%%

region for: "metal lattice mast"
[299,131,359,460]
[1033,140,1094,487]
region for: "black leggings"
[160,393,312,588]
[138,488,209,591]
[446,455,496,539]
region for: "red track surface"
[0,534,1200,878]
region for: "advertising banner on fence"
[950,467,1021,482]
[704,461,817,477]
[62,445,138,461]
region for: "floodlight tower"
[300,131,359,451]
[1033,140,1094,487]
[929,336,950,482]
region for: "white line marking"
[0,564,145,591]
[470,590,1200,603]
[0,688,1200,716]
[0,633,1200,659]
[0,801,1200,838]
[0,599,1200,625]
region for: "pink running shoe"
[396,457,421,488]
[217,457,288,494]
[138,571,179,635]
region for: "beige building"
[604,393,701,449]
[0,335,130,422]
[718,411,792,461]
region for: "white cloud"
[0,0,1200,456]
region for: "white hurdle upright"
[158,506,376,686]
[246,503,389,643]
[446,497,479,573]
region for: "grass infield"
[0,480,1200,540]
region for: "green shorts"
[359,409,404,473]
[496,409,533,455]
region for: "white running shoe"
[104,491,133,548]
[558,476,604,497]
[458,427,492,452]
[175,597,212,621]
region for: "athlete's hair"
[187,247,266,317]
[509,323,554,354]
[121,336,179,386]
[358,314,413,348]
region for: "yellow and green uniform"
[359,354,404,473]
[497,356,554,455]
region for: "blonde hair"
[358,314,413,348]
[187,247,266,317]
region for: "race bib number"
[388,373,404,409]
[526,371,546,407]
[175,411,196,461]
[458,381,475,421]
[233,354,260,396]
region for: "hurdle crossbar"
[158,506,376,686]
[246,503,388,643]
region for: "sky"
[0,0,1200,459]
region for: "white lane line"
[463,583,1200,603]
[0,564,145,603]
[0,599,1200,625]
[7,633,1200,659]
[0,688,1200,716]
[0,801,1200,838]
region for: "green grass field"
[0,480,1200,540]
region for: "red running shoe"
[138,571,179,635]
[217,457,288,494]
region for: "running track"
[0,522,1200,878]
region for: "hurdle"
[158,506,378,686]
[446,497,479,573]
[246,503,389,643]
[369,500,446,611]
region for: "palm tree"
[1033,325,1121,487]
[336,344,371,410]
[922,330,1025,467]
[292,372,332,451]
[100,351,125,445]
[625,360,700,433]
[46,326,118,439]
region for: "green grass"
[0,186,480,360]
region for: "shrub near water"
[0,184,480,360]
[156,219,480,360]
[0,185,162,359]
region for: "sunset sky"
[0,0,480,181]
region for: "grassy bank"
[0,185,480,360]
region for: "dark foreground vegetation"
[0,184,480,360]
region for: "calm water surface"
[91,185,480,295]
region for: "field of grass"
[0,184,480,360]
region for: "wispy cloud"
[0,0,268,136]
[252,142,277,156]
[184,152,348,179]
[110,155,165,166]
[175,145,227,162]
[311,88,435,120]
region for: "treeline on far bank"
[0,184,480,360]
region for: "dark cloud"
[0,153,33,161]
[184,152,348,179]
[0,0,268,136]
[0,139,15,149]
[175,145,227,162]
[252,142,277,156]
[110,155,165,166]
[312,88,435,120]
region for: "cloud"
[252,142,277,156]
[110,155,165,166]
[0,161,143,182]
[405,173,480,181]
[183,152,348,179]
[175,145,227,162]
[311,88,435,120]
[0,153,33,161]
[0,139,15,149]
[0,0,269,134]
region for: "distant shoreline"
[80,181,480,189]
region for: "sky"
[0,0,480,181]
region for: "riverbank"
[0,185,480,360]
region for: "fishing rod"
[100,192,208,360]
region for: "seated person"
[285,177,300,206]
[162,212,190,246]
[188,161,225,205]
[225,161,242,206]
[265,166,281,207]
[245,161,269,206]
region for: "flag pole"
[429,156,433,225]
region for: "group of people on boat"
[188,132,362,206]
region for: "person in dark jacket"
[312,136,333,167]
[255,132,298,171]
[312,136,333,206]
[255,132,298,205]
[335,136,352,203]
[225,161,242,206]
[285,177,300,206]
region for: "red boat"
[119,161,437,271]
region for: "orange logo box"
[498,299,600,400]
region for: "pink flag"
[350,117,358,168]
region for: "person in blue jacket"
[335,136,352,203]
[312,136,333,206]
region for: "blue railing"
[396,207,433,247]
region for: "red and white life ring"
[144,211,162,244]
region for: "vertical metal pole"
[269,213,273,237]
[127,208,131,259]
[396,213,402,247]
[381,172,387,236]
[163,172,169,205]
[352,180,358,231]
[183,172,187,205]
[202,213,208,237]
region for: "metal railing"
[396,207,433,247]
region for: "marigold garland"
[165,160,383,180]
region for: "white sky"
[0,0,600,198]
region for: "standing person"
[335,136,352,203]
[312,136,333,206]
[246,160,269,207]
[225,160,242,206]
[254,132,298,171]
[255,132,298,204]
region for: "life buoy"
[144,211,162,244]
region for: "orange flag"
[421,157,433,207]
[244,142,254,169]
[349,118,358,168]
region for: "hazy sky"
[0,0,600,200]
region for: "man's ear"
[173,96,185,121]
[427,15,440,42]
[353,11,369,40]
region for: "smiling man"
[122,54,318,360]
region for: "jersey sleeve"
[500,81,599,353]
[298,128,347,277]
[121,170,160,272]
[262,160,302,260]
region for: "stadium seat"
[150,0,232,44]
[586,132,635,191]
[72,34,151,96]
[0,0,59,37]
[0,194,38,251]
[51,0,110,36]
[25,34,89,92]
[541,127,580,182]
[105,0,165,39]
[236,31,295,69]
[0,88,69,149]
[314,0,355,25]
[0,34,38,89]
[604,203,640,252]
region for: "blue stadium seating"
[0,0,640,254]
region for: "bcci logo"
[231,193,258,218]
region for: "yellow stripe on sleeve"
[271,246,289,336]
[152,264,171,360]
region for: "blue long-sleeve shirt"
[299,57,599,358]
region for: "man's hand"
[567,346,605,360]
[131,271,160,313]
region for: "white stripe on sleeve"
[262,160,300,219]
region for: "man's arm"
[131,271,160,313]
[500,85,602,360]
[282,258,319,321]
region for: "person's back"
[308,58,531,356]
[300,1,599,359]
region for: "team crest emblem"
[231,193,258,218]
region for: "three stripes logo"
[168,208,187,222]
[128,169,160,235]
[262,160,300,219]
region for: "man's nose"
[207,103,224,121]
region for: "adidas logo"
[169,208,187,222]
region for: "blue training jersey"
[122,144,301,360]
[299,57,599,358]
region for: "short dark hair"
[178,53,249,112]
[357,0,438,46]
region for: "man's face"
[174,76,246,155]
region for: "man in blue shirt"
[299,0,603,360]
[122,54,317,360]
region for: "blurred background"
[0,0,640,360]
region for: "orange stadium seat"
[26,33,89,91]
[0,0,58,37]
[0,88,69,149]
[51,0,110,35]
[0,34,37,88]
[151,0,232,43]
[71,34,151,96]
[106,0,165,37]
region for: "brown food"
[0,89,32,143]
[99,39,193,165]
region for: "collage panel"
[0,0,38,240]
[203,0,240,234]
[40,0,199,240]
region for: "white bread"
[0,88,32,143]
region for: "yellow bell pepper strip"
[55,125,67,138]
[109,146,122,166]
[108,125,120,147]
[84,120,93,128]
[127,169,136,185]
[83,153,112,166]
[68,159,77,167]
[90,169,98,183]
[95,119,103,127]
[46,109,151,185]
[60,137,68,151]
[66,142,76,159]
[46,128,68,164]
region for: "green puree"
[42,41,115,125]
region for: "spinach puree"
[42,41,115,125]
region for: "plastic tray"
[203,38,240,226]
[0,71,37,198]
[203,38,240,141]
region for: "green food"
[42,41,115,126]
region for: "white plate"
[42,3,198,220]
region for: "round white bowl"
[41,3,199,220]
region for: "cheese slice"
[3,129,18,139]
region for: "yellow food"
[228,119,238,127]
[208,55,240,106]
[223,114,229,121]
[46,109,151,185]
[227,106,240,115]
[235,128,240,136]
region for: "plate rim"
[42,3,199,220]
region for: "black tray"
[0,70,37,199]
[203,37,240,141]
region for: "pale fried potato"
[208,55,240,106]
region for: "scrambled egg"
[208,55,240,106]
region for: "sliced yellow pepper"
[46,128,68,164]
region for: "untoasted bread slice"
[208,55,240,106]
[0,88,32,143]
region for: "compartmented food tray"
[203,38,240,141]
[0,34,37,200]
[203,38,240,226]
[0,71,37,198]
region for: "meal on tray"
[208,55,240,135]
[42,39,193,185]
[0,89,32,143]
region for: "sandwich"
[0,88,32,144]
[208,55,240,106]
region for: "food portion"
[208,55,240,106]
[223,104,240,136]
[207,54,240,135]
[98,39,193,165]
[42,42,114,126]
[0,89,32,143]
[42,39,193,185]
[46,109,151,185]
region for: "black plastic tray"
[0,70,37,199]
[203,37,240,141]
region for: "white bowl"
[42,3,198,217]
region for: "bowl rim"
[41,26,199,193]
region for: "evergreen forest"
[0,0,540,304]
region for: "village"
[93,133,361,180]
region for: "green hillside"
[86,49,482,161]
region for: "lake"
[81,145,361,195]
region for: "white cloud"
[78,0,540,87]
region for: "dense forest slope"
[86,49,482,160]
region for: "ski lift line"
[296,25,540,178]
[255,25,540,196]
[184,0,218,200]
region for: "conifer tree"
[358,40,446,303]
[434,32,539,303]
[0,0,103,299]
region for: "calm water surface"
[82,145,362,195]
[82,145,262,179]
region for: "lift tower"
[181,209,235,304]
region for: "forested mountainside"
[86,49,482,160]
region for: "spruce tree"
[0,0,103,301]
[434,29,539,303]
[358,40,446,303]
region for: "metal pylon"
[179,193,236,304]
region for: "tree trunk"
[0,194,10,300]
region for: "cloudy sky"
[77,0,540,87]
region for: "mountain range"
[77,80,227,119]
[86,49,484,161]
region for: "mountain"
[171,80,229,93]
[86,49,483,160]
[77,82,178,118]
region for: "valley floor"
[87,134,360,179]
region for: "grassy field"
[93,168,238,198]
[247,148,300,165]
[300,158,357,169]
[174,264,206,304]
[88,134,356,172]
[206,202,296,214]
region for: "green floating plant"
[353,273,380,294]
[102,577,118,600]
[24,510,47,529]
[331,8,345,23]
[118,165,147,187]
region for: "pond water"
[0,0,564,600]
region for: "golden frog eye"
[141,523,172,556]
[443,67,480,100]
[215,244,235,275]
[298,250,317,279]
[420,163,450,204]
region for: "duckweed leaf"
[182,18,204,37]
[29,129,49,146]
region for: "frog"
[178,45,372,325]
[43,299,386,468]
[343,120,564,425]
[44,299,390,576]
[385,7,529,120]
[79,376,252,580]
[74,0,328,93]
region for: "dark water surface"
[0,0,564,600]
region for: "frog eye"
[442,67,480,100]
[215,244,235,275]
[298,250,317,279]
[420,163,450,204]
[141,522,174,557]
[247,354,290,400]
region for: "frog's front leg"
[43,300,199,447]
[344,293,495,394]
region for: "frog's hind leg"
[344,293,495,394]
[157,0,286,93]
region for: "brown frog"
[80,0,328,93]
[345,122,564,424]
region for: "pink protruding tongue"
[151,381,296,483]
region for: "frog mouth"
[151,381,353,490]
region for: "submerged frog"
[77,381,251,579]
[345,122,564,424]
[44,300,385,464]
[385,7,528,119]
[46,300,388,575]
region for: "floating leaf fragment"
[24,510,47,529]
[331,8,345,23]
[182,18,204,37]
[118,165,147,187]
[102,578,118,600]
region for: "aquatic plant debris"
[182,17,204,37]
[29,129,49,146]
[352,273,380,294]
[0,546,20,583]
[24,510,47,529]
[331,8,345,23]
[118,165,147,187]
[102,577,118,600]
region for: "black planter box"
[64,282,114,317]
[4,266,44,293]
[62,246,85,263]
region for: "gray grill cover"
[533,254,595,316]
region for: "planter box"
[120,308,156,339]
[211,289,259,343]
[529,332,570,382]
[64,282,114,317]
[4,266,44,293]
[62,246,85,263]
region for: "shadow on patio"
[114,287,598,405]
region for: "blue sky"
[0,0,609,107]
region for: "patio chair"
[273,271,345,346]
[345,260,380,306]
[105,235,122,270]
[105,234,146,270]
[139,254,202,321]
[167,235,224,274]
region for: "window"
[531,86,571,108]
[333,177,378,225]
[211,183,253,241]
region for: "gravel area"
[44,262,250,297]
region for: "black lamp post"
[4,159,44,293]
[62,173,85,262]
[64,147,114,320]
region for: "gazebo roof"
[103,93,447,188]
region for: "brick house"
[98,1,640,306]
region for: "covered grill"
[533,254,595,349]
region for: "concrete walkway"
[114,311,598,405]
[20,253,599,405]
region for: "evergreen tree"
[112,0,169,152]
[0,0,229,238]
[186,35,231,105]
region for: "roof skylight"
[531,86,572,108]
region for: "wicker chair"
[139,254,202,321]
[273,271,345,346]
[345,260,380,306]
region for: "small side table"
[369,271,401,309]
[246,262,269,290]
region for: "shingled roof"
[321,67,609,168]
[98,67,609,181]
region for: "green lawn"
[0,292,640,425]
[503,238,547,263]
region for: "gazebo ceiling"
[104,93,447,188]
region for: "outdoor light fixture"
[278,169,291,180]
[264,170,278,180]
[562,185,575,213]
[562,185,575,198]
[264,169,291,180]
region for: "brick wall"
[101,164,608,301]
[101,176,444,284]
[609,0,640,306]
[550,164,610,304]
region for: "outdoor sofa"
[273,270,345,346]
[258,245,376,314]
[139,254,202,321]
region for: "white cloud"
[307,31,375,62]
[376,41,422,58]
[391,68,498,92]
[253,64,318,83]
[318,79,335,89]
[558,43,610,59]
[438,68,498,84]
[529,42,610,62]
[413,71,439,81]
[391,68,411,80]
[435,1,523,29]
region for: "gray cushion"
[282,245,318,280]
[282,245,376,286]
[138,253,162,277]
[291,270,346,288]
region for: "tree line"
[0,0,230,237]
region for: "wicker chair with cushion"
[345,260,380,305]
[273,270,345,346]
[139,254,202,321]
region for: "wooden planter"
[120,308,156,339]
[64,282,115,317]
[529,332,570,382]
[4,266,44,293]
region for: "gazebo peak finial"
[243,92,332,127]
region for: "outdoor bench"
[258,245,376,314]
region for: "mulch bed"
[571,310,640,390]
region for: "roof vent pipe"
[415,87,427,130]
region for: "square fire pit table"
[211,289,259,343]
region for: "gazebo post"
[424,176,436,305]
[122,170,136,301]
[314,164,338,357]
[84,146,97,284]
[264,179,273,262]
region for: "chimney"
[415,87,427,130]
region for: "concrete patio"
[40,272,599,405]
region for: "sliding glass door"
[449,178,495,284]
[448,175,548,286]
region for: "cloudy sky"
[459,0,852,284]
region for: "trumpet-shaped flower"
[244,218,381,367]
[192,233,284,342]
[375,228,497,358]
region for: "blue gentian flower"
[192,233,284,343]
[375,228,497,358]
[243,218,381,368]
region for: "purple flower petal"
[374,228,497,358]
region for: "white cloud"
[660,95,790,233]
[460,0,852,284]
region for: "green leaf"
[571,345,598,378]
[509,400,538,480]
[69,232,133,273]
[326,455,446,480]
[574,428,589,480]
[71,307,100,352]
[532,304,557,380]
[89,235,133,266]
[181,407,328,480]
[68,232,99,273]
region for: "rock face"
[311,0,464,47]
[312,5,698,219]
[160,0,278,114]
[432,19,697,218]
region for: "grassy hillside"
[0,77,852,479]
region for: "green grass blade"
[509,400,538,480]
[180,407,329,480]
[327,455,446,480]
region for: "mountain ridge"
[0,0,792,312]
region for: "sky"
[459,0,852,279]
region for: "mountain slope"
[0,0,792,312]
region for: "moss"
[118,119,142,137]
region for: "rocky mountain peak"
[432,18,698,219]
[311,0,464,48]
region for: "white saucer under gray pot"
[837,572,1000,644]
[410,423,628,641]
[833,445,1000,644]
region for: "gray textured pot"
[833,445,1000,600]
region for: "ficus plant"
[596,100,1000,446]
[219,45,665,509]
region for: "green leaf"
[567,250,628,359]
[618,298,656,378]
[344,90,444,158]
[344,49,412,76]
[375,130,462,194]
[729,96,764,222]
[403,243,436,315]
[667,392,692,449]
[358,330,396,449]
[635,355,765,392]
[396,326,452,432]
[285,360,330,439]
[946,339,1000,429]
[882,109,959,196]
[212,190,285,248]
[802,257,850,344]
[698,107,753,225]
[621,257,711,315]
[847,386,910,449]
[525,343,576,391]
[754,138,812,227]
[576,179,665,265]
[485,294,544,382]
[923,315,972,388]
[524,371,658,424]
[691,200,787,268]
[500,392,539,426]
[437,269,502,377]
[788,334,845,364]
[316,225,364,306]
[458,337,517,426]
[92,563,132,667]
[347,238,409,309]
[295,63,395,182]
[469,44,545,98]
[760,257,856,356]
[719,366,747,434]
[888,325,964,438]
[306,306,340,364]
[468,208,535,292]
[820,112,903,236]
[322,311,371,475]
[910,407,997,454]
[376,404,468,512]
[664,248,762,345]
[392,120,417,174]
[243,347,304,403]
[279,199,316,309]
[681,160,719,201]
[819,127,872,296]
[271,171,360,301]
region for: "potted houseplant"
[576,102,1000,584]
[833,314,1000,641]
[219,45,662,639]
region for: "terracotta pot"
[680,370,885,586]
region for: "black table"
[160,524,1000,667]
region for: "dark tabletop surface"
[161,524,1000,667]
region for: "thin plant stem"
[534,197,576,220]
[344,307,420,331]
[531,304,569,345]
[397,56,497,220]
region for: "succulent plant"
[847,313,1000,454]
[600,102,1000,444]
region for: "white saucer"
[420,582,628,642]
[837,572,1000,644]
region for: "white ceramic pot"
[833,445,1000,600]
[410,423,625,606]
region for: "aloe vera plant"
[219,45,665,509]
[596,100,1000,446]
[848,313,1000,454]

%%

[Problem statement]
Rewrite the stretch from the start of the records through the line containing "[0,185,162,359]", putting "coconut palm" in place of "palm tree" and leaving everything else as it is.

[Correct output]
region for: "metal lattice mast"
[299,131,359,460]
[1033,140,1094,487]
region for: "black leggings"
[160,393,312,588]
[138,488,209,591]
[446,455,496,539]
region for: "red track surface"
[0,534,1200,878]
region for: "advertising banner on fence"
[950,467,1021,482]
[704,461,817,477]
[62,445,138,461]
region for: "floodlight tower"
[300,131,359,451]
[1033,140,1094,487]
[929,336,950,482]
region for: "white line marking"
[0,564,145,591]
[470,590,1200,603]
[0,688,1200,716]
[0,633,1200,659]
[0,801,1200,838]
[0,599,1200,625]
region for: "pink running shoe"
[396,457,421,488]
[217,457,288,494]
[138,571,179,635]
region for: "beige building"
[604,393,701,449]
[0,335,130,422]
[718,411,792,461]
region for: "white cloud"
[0,0,1200,456]
region for: "white hurdle upright"
[158,506,376,686]
[246,503,389,643]
[446,497,479,573]
region for: "grass infield"
[0,480,1200,540]
region for: "green shorts"
[359,409,404,473]
[496,409,533,455]
region for: "white running shoe"
[104,491,133,548]
[558,476,604,497]
[458,427,492,452]
[175,597,212,621]
region for: "athlete's hair"
[187,247,266,317]
[509,323,554,354]
[121,336,179,386]
[358,314,413,348]
region for: "yellow and green uniform"
[359,354,404,473]
[497,356,554,455]
region for: "blonde hair"
[358,314,413,348]
[187,247,266,317]
region for: "race bib number"
[388,373,404,409]
[526,371,546,407]
[175,411,196,461]
[458,381,475,421]
[233,354,260,396]
region for: "hurdle crossbar"
[158,506,376,686]
[246,503,388,643]
region for: "sky"
[0,0,1200,459]
region for: "white lane line"
[463,583,1200,603]
[0,564,145,603]
[0,599,1200,625]
[7,633,1200,659]
[0,688,1200,716]
[0,801,1200,838]
region for: "green grass field"
[0,480,1200,540]
region for: "red running shoe"
[138,571,179,635]
[217,457,288,494]
region for: "running track"
[0,522,1200,878]
region for: "hurdle"
[158,506,378,686]
[446,497,479,573]
[246,503,389,643]
[369,500,446,611]
region for: "coconut palm"
[1033,325,1121,487]
[336,344,371,410]
[922,330,1025,467]
[292,372,332,451]
[100,351,125,445]
[625,360,700,433]
[46,326,118,439]
region for: "green grass"
[0,186,480,360]
region for: "shrub near water"
[0,184,480,360]
[156,219,480,360]
[0,185,162,359]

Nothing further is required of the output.